Return every line of the listing exactly as written.

__PROVIDED DATA__
————

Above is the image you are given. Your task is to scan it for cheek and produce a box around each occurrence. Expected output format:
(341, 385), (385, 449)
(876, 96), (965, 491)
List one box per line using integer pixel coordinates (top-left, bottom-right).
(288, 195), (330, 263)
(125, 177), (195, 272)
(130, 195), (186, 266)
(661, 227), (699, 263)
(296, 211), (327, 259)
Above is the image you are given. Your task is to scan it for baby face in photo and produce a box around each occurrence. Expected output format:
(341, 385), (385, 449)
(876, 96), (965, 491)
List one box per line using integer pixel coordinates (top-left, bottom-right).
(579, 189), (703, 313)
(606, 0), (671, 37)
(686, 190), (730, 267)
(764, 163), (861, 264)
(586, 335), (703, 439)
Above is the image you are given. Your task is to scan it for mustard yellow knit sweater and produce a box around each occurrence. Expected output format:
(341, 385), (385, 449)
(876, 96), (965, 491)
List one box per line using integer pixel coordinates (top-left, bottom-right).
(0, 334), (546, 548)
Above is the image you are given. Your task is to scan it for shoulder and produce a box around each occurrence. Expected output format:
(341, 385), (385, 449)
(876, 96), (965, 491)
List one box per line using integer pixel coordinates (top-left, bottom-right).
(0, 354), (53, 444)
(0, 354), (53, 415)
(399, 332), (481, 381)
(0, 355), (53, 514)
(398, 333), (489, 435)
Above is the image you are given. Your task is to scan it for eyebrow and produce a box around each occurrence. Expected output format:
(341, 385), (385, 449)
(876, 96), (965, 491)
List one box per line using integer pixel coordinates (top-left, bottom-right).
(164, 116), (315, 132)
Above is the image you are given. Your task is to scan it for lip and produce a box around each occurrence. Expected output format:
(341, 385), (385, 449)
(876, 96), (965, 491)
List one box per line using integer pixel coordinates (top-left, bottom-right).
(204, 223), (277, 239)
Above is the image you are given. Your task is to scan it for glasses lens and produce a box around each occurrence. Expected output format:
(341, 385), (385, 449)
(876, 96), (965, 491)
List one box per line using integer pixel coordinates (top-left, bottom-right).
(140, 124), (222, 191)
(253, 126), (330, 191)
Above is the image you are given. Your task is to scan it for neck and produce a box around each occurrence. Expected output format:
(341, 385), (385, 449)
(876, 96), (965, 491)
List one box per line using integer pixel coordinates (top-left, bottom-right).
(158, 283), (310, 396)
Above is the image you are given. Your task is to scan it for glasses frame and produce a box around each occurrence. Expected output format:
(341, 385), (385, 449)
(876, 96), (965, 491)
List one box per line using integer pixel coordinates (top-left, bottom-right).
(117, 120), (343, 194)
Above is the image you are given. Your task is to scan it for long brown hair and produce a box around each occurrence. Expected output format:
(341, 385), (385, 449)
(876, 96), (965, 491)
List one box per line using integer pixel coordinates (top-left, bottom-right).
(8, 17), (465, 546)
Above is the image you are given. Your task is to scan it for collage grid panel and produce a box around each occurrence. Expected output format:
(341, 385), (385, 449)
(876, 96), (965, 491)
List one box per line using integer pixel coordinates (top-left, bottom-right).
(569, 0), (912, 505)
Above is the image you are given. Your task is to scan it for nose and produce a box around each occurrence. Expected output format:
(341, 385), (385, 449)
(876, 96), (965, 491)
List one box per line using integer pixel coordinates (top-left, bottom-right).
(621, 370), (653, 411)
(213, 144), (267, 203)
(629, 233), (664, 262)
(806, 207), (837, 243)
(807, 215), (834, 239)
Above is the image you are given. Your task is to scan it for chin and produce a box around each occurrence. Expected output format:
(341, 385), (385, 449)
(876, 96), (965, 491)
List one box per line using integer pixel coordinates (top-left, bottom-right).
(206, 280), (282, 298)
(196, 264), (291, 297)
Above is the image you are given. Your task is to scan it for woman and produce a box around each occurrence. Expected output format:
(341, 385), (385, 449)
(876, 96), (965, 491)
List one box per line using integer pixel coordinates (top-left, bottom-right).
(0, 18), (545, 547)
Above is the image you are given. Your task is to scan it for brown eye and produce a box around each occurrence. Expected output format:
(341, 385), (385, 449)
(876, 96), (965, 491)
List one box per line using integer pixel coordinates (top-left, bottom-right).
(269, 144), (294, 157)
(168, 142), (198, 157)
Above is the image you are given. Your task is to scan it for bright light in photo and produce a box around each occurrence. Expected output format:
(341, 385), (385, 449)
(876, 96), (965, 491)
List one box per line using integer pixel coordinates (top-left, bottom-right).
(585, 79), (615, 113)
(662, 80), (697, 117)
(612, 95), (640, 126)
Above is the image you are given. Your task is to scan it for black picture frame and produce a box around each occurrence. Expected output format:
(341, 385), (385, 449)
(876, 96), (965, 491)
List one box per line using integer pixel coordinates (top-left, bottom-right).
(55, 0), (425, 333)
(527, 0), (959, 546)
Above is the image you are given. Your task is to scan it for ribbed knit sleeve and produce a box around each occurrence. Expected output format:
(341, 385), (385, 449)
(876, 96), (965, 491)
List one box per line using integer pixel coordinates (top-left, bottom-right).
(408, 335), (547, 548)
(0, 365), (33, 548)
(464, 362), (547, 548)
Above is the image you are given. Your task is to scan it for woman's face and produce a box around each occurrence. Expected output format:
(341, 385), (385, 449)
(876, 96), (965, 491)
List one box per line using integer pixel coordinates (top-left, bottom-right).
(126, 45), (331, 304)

————

__WRITTEN RESPONSE__
Above is the image you are given. Your task is to scan it for cheek and produce a box around each occurrence. Expected output format:
(341, 385), (385, 449)
(876, 96), (965, 491)
List one box per line using integer pixel coordinates (top-left, bottom-right).
(288, 195), (330, 263)
(125, 177), (195, 272)
(130, 195), (186, 266)
(661, 227), (699, 263)
(296, 211), (327, 259)
Above is the image you are given. Your task is to scan it for baby face in photo and produce a box around each occurrence. Expected output format:
(341, 385), (385, 449)
(876, 96), (965, 491)
List one box per line using integer pixel coordinates (top-left, bottom-right).
(579, 189), (703, 313)
(606, 0), (671, 37)
(686, 190), (730, 267)
(764, 163), (861, 264)
(586, 335), (703, 439)
Above is the image you are given. Your task is to scan it for mustard yellow knit sweater and produce a box around each occurrence. Expected output format:
(341, 385), (385, 449)
(876, 96), (965, 491)
List one box per line using integer pixel coordinates (top-left, bottom-right).
(0, 334), (546, 548)
Above is the image you are given. Your task is to scan it for shoulder and produce a box around each occurrence. Expected output format:
(341, 385), (385, 449)
(876, 96), (965, 491)
List one box per line using integer pixel coordinates (top-left, bottom-right).
(0, 354), (53, 444)
(0, 354), (53, 415)
(399, 332), (481, 381)
(0, 355), (53, 514)
(398, 333), (489, 435)
Above is the image you are given. Your task is to scan it for eyebrow and produce a box around each occurrence. Expected output format:
(341, 385), (385, 449)
(876, 96), (965, 491)
List one box per line using integer pixel coordinates (top-left, bottom-right).
(164, 116), (315, 132)
Above is the image you are given. Your task is to scan it for lip and produce a box around each occurrence. Expected output format:
(341, 385), (385, 449)
(876, 96), (965, 491)
List one box per line using integer pixel coordinates (top-left, bottom-right).
(204, 223), (277, 239)
Above is the image you are given. Your task is to scan it for glasses lens and produce a box around each occurrence. Expected output format:
(341, 385), (385, 449)
(876, 96), (965, 491)
List one box per line using integer pixel coordinates (top-left, bottom-right).
(140, 124), (222, 191)
(253, 126), (330, 191)
Above is the image you are given. Your task is to scan it for neck and produce a box around each occurrence. Expected output format:
(341, 385), (385, 449)
(876, 96), (965, 491)
List one box per line using integer pixel coordinates (top-left, bottom-right).
(158, 283), (310, 396)
Above is the image you are given. Your task is to scan it for glasses frame and produce a box around each occurrence. Expected output format:
(341, 385), (385, 449)
(876, 96), (965, 491)
List one box per line using integer pixel coordinates (top-left, bottom-right).
(117, 120), (343, 194)
Above is the image you are given. Your task is to scan it for long brown hair and produce a box around each occurrence. Expected output format:
(341, 385), (385, 449)
(876, 96), (965, 491)
List one box per line using integer pixel coordinates (top-left, bottom-right).
(8, 17), (465, 546)
Above is the image you are given. Your task is to scan it for collage grid panel and produce a box around each occurrence. Expected output format:
(341, 385), (385, 449)
(876, 96), (965, 491)
List one box per line using integer pixel coordinates (top-left, bottom-right).
(569, 0), (912, 505)
Above is the image you are given. Your task is to scan it for nose and produce a box around each occurrence. Expected output format:
(341, 385), (385, 449)
(876, 96), (965, 491)
List one box per line using integer pixel coordinates (top-left, bottom-right).
(621, 370), (653, 411)
(213, 144), (267, 203)
(629, 233), (664, 262)
(806, 207), (837, 243)
(807, 215), (834, 239)
Above is the image you are given. Your task is to scan it for chin and produce a box around each occurrence. Expected output format:
(341, 385), (385, 449)
(876, 96), (965, 491)
List one box per line using integer pixel coordinates (top-left, bottom-right).
(206, 280), (282, 298)
(196, 264), (291, 297)
Above is the image you are given. Your task is to scan it for woman and produce a box around each occurrence. Expected output format:
(341, 385), (385, 449)
(876, 96), (965, 491)
List one box per line using integer pixel coordinates (top-left, bottom-right).
(0, 18), (545, 547)
Above is the image you are given. Your task is to scan it for brown eye and produce a box around each occurrence. Expected output format:
(341, 385), (385, 449)
(876, 96), (965, 491)
List one box per line using integer pixel coordinates (top-left, bottom-right).
(269, 144), (294, 157)
(168, 142), (198, 157)
Above is the image you are given. Your task is to scan it for bright light in photo and produce a box around each occurrence. Expected output format:
(341, 385), (385, 449)
(876, 96), (965, 491)
List one box per line using integer pixel coordinates (top-left, bottom-right).
(585, 79), (615, 113)
(662, 80), (697, 117)
(612, 95), (640, 126)
Above is the image you are given. Your task is to scan it for black picture frame and produce a box around each occurrence. Expected output format:
(341, 385), (385, 449)
(876, 96), (965, 491)
List one box per line using integer pixel coordinates (top-left, bottom-right).
(55, 0), (425, 333)
(527, 0), (959, 546)
Above is the image you are given. Your task is to scan it for ribbed knit sleeve and produce a box around each occurrence. Expected output format:
(341, 385), (385, 449)
(876, 96), (965, 491)
List one box per line using integer pixel coordinates (top-left, bottom-right).
(408, 335), (547, 548)
(0, 365), (33, 548)
(464, 362), (547, 548)
Above is the image you are given. Your task is to scan it for woman's face and produce a box around each occurrence. Expected output format:
(341, 385), (385, 449)
(876, 96), (965, 491)
List one box per line using integer pixel coordinates (top-left, bottom-right).
(126, 45), (331, 304)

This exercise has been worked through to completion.